### Exercise aim
Find the lines of the listing that contain the string "torii", and return them.

-------- Records shown

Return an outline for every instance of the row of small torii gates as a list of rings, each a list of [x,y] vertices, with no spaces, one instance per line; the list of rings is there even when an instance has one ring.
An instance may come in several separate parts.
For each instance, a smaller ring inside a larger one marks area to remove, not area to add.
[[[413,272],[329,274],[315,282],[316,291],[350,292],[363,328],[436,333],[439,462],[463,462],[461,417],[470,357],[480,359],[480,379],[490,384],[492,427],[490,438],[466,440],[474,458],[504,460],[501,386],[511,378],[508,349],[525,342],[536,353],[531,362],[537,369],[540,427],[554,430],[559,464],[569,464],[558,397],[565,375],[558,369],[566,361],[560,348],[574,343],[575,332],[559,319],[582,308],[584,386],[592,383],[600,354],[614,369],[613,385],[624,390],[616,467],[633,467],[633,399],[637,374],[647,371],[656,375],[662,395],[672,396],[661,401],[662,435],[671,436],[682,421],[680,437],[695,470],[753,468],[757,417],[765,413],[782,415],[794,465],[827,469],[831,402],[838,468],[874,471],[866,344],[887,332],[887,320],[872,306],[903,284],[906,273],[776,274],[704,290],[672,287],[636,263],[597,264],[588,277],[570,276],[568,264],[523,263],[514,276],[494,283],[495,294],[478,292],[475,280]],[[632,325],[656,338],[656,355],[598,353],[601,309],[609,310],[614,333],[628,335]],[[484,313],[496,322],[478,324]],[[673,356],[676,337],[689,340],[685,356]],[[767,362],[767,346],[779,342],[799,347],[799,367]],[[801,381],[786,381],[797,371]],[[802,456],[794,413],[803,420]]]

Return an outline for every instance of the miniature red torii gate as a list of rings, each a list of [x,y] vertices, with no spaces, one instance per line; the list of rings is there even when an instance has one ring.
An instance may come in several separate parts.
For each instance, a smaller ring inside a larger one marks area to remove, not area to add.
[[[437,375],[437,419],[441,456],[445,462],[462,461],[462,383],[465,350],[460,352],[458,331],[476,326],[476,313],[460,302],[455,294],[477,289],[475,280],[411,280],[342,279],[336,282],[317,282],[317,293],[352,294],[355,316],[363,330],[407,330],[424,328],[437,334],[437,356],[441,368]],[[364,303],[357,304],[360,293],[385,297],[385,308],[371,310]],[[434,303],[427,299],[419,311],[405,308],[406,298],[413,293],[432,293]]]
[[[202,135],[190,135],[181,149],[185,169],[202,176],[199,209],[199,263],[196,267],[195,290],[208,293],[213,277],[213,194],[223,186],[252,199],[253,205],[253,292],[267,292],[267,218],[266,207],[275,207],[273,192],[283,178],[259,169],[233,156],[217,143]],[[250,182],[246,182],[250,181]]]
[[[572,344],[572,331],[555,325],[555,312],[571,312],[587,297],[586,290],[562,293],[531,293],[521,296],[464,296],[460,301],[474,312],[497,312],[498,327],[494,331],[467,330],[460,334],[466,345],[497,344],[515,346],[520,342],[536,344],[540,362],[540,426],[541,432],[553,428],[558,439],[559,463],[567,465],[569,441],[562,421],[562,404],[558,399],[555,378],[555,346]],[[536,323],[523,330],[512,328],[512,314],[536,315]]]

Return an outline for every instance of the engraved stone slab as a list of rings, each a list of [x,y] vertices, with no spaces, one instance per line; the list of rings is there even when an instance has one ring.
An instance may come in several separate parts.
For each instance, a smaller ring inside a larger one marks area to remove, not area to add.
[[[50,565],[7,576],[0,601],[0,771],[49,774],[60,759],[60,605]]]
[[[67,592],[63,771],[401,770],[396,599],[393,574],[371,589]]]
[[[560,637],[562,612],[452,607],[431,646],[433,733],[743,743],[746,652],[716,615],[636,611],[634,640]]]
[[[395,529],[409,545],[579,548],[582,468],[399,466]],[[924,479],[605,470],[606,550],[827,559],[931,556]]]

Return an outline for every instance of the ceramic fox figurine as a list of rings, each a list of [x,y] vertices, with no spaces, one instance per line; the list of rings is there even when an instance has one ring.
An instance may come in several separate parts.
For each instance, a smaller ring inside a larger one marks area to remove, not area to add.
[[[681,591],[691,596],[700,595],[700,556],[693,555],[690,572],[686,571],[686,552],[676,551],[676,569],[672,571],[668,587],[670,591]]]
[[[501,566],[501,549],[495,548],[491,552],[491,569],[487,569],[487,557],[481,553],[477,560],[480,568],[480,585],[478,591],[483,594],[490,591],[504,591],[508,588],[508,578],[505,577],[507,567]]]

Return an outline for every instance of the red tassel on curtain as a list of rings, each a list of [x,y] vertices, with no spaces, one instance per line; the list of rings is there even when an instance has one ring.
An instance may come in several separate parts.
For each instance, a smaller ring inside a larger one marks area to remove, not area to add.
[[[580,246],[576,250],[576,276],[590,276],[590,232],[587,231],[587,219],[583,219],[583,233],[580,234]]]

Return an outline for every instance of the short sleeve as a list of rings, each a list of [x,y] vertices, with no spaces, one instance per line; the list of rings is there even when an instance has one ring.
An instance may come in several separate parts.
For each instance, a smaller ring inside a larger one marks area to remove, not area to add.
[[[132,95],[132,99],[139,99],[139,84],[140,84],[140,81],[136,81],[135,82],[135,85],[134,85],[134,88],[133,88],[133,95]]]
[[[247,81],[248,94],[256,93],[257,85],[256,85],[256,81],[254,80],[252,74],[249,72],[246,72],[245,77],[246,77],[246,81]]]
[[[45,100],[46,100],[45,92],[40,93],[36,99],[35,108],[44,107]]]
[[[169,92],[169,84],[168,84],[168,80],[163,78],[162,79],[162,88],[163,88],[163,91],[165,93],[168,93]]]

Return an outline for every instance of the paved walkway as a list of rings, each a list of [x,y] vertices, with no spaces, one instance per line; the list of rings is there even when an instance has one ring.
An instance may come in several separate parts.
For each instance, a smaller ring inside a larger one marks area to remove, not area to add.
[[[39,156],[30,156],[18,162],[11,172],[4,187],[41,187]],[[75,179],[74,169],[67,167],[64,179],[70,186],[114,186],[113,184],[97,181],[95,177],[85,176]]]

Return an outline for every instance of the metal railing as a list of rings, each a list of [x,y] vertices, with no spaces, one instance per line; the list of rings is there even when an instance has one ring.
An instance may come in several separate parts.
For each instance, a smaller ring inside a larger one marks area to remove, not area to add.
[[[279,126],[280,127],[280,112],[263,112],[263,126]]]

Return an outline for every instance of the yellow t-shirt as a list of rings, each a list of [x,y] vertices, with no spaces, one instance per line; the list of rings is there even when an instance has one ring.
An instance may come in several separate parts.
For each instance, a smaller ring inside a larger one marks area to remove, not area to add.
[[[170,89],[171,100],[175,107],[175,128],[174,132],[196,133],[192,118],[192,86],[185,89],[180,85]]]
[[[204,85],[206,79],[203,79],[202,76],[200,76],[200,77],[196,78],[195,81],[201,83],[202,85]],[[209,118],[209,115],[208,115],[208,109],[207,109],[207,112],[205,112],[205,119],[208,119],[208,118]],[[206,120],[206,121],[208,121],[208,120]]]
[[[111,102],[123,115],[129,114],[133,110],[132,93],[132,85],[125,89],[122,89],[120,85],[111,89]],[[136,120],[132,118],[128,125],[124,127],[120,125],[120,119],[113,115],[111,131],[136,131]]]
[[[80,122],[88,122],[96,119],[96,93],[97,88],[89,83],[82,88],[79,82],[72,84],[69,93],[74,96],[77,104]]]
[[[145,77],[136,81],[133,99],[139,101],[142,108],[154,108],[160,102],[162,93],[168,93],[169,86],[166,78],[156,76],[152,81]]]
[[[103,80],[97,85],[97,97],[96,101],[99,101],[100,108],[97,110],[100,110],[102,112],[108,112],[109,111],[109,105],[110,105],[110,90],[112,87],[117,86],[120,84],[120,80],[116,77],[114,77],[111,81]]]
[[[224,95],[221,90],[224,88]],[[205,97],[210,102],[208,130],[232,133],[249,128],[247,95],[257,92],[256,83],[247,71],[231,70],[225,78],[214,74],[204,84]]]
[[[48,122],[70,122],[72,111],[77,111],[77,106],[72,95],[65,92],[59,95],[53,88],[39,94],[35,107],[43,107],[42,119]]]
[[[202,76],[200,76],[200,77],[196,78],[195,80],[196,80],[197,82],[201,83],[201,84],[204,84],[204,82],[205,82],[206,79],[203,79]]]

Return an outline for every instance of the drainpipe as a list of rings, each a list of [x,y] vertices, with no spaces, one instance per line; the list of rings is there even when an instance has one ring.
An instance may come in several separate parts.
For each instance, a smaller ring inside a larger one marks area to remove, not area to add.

----------------

### Answer to this task
Return an outline for every instance of the row of small torii gates as a list of rings, each a list of [x,y] vertices, with no spaces, one instance per line; the list of rings is there even when an instance has one ring.
Return an outline for every instance of the miniature red torii gate as a list of rings, each a list of [x,y] vertices, with no spaces, one instance per line; the list of rings is there even when an instance has one ring.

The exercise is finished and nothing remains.